READING TEXT:
----
Typically, the chemical cutting is accomplished in a single "one
shot" operation. If it is desired to completely sever a conduit
within a well bore, a cutting tool having multiple discharge
nozzles adapted to discharge radial jets of cutting fluid in all
directions is disposed within the conduit. When the propellant is
fired, the cutting tool is anchored in the conduit and the cutting
fluid discharged through the nozzles severs the conduit. There are,
however, certain limitations on the effectiveness of such tools.
For example, the standoff distance for such tools is relatively
short. Standoff is defined as one-half the difference in conduit
internal diameter and cutting head outside diameter. Thus, the
standoff is the radial distance between the cutting head and the
inside of the conduit when the cutting head is centered in the
conduit. The maximum effective standoff distance in chemical
cutting tools is on the order of one-half inch or less. Thus, the
outside diameter of the cutting head is optimally less than one
inch smaller than the inside diameter of the conduit to be cut. The
standoff constraint thus limits the ability of the tool to go
through diameter restrictions and cut larger diameter conduits.
Additionally, there is a limit to the thickness of conduit that may
be cut. During the cutting, substantial heat is generated. As the
amount of cutting fluid is increased in order to cut thicker
conduit, the amount of heat generated by the cutting is increased.
----
EXTRACTED DATA:
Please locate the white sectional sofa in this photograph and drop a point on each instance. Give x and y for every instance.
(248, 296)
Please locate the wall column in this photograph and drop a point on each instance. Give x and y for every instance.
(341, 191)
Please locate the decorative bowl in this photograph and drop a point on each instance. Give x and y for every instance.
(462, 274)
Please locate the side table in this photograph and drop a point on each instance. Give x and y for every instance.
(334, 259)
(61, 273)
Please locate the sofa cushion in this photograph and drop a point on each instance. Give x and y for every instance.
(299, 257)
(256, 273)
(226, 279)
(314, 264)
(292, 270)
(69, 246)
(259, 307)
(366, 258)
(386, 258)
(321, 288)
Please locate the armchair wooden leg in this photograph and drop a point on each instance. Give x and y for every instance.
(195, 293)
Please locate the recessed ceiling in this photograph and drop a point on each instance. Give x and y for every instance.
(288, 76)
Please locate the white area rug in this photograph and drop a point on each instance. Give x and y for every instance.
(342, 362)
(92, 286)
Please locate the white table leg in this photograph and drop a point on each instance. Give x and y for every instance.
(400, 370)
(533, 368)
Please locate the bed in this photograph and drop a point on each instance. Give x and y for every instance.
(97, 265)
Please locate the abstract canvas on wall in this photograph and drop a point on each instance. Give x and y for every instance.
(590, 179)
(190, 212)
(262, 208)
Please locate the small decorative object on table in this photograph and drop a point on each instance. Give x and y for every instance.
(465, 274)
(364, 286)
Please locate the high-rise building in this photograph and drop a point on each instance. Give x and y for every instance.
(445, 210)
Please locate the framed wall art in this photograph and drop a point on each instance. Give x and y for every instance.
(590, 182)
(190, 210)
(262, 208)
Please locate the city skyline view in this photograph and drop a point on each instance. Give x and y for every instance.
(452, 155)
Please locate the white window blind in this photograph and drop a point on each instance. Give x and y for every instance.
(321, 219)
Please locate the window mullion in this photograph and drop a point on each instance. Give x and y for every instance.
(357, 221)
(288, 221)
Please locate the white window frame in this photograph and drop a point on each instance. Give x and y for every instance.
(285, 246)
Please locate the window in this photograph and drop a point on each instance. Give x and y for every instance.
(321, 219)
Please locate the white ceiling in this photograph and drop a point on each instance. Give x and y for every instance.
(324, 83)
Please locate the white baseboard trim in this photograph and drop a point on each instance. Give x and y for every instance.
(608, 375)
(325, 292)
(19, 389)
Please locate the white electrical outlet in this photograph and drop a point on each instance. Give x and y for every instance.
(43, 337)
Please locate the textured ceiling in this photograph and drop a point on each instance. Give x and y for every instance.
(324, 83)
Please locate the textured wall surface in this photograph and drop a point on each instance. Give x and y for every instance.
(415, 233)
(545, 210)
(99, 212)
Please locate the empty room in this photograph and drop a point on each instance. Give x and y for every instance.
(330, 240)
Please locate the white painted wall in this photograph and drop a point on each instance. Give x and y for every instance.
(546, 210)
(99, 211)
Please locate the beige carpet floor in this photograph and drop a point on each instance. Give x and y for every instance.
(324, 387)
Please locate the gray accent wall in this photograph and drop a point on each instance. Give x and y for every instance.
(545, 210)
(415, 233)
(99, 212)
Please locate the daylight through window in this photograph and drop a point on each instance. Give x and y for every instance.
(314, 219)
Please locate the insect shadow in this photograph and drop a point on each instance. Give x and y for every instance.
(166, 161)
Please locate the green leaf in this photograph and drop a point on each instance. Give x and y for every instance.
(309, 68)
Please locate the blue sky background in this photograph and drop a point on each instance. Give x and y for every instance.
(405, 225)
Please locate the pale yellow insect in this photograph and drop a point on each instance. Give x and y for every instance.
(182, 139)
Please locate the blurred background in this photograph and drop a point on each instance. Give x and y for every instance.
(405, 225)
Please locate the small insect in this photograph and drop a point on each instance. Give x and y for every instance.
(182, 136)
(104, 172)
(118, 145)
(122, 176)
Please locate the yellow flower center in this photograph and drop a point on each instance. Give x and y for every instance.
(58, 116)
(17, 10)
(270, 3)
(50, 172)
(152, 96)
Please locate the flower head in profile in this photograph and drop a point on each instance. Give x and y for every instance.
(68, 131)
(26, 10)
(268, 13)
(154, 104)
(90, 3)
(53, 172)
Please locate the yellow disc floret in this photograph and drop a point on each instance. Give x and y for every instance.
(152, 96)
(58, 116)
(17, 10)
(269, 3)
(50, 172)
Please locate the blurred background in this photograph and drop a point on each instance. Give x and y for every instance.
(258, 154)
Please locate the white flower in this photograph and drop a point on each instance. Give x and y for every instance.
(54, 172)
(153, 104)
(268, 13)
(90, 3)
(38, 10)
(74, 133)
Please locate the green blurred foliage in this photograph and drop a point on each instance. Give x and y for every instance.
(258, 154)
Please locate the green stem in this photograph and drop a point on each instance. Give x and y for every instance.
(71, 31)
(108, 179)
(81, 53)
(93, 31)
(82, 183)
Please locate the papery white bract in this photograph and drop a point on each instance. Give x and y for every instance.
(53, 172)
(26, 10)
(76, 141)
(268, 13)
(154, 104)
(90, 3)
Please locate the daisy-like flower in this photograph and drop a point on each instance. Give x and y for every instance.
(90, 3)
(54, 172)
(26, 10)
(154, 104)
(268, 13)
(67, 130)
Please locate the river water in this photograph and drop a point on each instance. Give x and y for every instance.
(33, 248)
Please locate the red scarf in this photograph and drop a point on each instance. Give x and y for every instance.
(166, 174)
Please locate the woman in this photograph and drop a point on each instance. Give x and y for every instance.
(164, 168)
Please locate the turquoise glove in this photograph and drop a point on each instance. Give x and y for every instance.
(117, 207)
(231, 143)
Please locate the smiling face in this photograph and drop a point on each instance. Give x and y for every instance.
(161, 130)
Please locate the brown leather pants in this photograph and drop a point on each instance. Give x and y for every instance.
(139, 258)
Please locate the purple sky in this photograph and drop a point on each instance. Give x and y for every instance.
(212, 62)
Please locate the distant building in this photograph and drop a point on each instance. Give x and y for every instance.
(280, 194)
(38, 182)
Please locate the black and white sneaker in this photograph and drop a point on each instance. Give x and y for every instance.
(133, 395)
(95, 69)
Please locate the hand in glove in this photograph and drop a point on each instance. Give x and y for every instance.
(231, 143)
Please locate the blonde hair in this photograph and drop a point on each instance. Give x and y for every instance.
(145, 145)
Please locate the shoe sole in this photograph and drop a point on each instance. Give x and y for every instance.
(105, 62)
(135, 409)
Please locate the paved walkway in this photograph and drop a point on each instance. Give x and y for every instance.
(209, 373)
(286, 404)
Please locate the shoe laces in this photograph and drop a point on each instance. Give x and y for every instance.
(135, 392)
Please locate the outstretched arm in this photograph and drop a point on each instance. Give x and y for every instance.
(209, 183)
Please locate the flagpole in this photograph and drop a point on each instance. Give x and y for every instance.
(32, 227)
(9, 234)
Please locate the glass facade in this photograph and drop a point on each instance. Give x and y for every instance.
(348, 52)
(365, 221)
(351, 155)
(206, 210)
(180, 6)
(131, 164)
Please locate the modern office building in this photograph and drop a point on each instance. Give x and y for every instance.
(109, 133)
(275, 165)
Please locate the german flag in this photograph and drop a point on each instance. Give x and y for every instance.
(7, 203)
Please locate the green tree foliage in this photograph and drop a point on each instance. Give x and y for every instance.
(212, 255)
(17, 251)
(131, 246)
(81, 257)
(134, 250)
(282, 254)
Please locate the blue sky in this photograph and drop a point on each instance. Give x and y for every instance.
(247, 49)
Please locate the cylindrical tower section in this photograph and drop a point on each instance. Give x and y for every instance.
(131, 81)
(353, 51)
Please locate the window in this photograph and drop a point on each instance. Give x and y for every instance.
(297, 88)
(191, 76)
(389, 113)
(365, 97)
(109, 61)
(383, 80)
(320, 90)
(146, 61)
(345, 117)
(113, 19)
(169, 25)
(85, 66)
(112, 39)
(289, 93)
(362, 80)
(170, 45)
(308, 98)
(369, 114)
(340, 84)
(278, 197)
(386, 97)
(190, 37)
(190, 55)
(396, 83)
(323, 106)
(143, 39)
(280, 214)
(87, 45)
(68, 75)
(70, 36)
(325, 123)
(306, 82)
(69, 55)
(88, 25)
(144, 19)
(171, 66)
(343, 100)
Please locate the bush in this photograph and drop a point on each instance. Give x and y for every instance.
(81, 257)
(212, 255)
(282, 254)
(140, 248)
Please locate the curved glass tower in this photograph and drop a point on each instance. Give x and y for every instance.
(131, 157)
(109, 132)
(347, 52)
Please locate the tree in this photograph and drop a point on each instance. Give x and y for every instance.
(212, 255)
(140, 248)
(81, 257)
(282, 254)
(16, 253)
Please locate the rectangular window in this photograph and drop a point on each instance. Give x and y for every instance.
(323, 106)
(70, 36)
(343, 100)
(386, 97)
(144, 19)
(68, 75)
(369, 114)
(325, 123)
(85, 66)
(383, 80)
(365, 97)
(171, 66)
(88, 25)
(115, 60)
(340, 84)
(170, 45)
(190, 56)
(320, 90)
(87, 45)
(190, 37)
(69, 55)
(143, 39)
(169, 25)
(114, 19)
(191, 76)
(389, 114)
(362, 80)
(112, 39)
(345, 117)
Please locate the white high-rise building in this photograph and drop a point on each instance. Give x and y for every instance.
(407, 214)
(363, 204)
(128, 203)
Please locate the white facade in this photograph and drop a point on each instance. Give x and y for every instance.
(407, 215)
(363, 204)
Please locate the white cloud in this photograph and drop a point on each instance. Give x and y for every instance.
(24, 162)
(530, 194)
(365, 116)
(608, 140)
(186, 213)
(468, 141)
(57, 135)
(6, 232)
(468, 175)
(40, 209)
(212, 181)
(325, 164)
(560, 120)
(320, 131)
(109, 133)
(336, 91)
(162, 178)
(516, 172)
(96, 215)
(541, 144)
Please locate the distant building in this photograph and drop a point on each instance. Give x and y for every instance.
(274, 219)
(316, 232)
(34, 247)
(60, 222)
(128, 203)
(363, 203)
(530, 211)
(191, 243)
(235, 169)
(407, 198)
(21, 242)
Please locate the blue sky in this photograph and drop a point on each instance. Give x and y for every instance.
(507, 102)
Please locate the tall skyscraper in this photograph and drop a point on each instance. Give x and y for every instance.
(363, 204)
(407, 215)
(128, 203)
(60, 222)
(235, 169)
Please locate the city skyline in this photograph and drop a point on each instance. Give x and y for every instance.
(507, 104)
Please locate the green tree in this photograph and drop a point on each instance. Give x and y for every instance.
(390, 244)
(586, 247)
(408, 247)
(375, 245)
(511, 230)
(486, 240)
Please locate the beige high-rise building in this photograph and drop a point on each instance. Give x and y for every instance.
----
DIRECTIONS:
**a.** In the passage on chemical cutting tools, what is the maximum effective standoff distance?
**b.** Write what comes next in the passage on chemical cutting tools, starting right after its final sentence.
The listing comes from a separate source unrelated to the passage on chemical cutting tools.

EXPECTED RESPONSES:
**a.** It is on the order of one-half inch or less.

**b.**
During attempts to cut extremely thick conduit, the heat generated
may become so great as to destroy the cutting tool itself.
SUMMARY OF THE INVENTION
It is therefore an object of the present invention to provide a
method and apparatus for cutting conduit having large standoff
relative to the cutting tool. It is a further object of the present
invention to provide an apparatus and method for cutting relatively
thick wall conduit.
Briefly stated, the foregoing and other objects of the present
invention are accomplished by the tool of the present invention
which includes a cutting head adapted to be inserted in a conduit.
The cutting head includes at least one nozzle and the tool includes
means for orienting the nozzle circumferentially with respect to a
previously cut sector of the conduit. Decentralizer means are
provided for positioning the nozzle radially adjacent a portion of
the conduit and means are provided for discharging a quantity of
cutting fluid from the nozzle to cut that portion. The orienting
means preferably includes means for locating the previously cut
sector and for rotating the cutting head to position the nozzle
with respect to the previously cut sector. Thus, the tool of the
present invention is adapted to make multiple circumferential cuts
thereby to completely sever the conduit.
BRIEF DESCRIPTION OF THE DRAWINGS
FIG. 1 is a side elevation view of the tool of the present
invention in its intended environment.
FIGS. 2A-2G, when placed end-to-end, form a sectional view of the
tool of the present invention.
FIG. 2H is a sectional view similar to FIG. 2G showing additional
details of the tool of the present invention.
FIGS. 3A and 3B depict the operation of the rotating mechanism of
the tool of the present invention.
FIGS. 4A-4C depict the operation of the locating and
decentral-izing means of the present invention.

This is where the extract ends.